- [What is needed]: From the line containing "column 1141, row 594" through the last line of the records below, output every line exactly as it appears, but leave out the pictures.

[Image point grounding data]
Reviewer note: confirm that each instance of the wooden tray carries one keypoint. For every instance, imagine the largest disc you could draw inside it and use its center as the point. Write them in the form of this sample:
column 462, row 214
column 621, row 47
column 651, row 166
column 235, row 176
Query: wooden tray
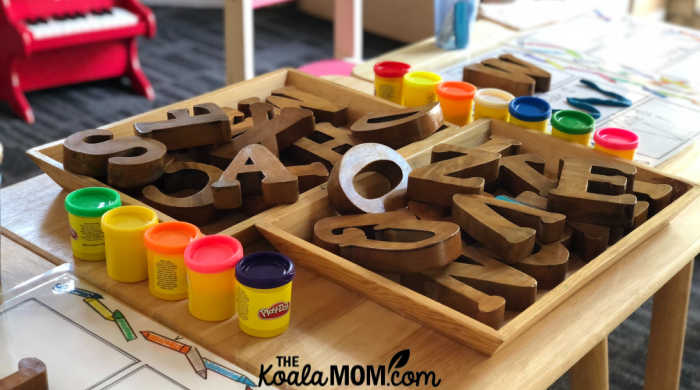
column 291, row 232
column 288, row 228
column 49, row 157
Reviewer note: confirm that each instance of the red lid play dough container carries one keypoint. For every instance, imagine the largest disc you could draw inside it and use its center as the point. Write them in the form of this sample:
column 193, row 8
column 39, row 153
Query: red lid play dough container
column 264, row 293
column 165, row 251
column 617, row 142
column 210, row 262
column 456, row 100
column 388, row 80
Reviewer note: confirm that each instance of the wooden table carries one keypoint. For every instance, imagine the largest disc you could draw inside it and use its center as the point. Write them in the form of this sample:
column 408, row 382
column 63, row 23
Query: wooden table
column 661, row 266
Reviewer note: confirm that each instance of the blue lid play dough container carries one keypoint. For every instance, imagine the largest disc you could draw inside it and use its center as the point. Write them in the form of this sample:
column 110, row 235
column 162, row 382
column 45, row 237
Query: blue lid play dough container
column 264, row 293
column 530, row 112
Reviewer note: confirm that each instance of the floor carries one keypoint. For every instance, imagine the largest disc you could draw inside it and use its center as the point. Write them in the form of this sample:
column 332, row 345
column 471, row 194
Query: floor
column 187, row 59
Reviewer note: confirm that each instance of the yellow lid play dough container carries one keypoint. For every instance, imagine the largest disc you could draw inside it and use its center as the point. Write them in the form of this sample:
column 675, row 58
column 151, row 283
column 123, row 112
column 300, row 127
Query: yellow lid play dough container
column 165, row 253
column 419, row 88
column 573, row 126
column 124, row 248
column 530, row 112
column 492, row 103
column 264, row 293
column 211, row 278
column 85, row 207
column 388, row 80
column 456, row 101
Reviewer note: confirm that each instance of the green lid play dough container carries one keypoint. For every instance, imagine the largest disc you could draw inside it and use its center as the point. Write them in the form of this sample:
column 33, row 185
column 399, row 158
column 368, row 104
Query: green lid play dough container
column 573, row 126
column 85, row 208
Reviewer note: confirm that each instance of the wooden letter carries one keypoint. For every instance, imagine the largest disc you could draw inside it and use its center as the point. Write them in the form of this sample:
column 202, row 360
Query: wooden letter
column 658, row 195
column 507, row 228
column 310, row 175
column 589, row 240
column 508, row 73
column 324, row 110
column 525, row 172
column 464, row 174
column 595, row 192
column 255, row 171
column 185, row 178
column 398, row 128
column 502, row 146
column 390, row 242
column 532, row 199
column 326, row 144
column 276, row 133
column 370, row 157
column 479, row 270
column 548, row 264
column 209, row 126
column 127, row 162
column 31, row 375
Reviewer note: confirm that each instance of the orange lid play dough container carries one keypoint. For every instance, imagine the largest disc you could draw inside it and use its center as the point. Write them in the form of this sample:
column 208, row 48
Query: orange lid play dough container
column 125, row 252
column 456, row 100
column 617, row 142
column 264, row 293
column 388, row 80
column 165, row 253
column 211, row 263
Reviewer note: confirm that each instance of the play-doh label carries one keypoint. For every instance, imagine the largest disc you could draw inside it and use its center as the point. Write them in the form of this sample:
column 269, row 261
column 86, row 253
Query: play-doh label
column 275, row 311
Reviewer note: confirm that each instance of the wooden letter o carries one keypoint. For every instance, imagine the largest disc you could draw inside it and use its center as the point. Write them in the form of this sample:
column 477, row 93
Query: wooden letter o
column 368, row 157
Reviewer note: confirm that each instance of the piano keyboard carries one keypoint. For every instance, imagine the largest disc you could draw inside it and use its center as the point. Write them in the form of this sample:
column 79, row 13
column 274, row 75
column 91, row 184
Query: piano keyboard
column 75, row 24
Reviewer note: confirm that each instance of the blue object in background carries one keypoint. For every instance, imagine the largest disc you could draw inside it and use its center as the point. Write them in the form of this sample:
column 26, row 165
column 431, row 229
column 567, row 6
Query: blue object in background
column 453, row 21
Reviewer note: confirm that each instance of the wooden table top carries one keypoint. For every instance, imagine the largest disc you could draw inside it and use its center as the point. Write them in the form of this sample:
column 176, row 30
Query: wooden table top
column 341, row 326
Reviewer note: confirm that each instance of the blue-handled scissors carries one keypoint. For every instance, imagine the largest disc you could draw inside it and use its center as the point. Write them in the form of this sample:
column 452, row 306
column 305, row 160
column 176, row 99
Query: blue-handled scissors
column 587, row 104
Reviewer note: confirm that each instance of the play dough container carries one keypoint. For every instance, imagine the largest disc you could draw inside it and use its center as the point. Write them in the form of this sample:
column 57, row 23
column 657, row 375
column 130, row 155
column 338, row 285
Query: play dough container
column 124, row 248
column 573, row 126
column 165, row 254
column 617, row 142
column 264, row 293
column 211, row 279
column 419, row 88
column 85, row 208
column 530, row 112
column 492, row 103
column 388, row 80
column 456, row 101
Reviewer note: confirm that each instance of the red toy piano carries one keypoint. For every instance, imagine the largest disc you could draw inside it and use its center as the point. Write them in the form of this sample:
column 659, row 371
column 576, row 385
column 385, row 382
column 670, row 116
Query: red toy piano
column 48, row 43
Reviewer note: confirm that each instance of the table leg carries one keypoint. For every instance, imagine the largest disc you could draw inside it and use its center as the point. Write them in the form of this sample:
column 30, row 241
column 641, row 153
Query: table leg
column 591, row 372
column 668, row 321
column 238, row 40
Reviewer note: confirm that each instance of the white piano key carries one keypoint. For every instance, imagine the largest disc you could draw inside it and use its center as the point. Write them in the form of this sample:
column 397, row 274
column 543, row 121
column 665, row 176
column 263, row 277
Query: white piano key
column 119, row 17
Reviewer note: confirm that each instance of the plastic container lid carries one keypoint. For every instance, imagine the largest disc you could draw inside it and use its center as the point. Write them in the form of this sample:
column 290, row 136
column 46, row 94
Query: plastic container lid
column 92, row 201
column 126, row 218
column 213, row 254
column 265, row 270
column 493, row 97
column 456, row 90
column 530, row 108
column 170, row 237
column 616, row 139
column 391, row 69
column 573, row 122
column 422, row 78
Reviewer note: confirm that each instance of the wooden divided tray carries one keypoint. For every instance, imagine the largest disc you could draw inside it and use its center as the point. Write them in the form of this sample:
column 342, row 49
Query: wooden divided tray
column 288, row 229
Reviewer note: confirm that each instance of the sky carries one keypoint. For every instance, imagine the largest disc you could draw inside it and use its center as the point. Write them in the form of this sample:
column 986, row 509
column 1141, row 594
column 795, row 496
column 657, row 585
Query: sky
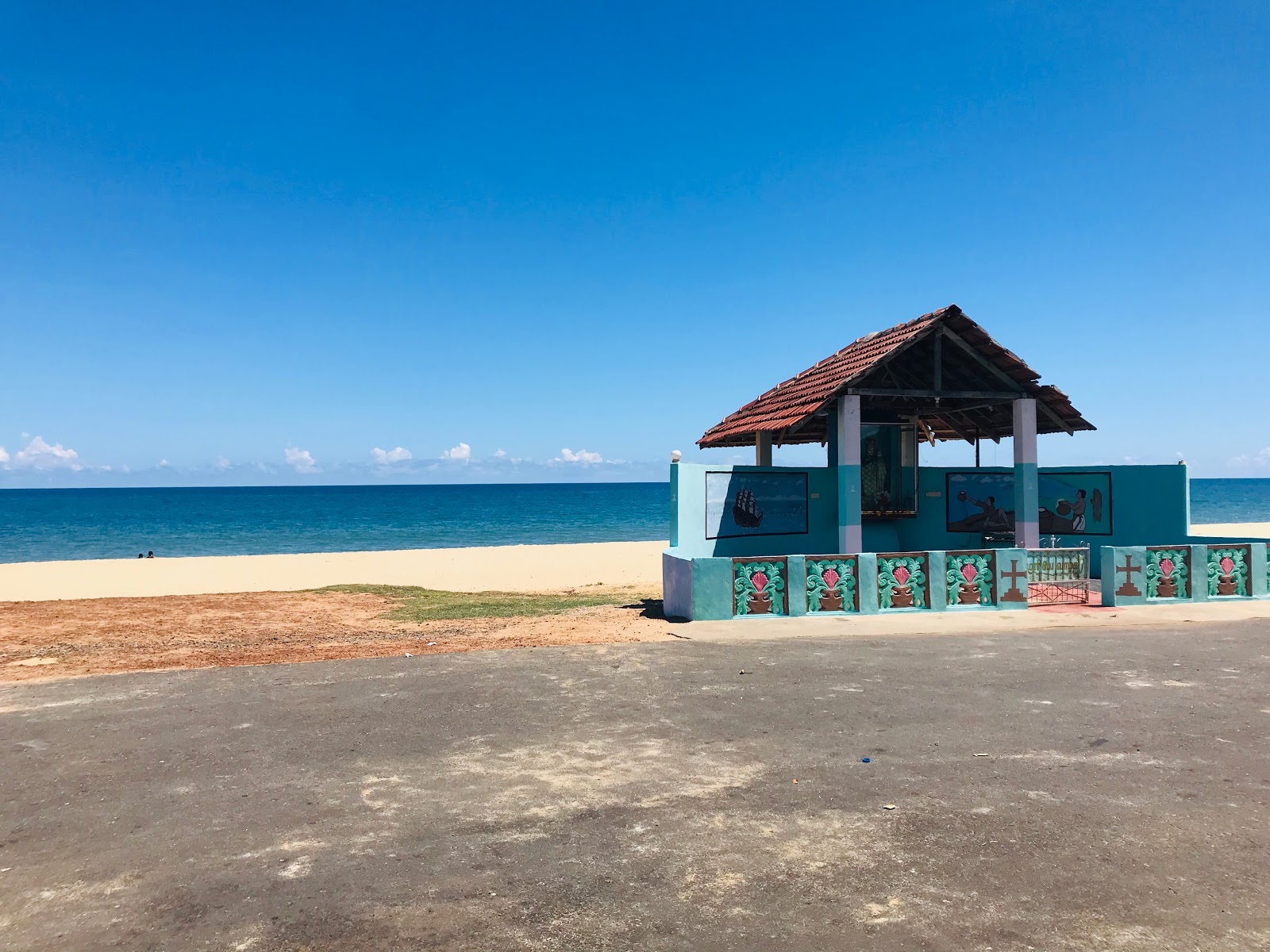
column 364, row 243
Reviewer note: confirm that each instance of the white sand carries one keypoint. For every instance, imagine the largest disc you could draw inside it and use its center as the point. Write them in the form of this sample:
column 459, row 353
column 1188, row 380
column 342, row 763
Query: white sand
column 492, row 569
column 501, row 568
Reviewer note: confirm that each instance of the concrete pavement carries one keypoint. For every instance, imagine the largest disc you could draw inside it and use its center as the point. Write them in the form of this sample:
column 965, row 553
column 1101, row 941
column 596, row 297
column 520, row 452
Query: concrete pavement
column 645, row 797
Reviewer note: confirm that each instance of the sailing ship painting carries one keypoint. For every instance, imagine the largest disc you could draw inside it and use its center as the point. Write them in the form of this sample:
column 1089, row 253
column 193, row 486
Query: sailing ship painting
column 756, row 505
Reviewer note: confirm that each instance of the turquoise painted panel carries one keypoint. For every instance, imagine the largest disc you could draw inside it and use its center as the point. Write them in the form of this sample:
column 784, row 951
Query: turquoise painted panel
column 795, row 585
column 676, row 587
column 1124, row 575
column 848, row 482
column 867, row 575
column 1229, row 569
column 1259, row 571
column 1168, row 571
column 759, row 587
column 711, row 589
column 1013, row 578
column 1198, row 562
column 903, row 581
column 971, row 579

- [Response to the task]:
column 1141, row 594
column 795, row 496
column 657, row 585
Query: sky
column 364, row 243
Reviewer note: confirm that each instance of the white sand carries one keypoint. For every instance, imagine the largest disc you could draw inside it and use its center as the point. Write them in the form of this sample:
column 459, row 353
column 1188, row 380
column 342, row 763
Query: white sand
column 492, row 569
column 501, row 568
Reviewer note: confirm that each instance of the concrete pavement carries one keypoint. For every instance, imagine the largest disc you could draw inside it and use its center as the point. Write them in the form of this sample:
column 965, row 553
column 1101, row 941
column 596, row 297
column 520, row 452
Query: concrete pavement
column 645, row 797
Reviewer note: confirm that each instance of the sailing ship painting carries one keypoint. For every instance, imagine the largest disc you could draw inside it and use its center as the point. Write them in the form of this sample:
column 1089, row 253
column 193, row 486
Query: sailing ship painting
column 756, row 505
Reviewer note: confirm that each instance of the turquoise painted panel carries one keypoint. For every instance, imagine the largest disc you could draw inside it and use its center as the point. Write them in the form of this sample:
column 784, row 951
Query: turquoise painted panel
column 795, row 585
column 676, row 587
column 1124, row 575
column 848, row 482
column 867, row 575
column 1229, row 569
column 1259, row 571
column 1168, row 571
column 759, row 587
column 711, row 589
column 1013, row 578
column 1198, row 562
column 903, row 581
column 971, row 579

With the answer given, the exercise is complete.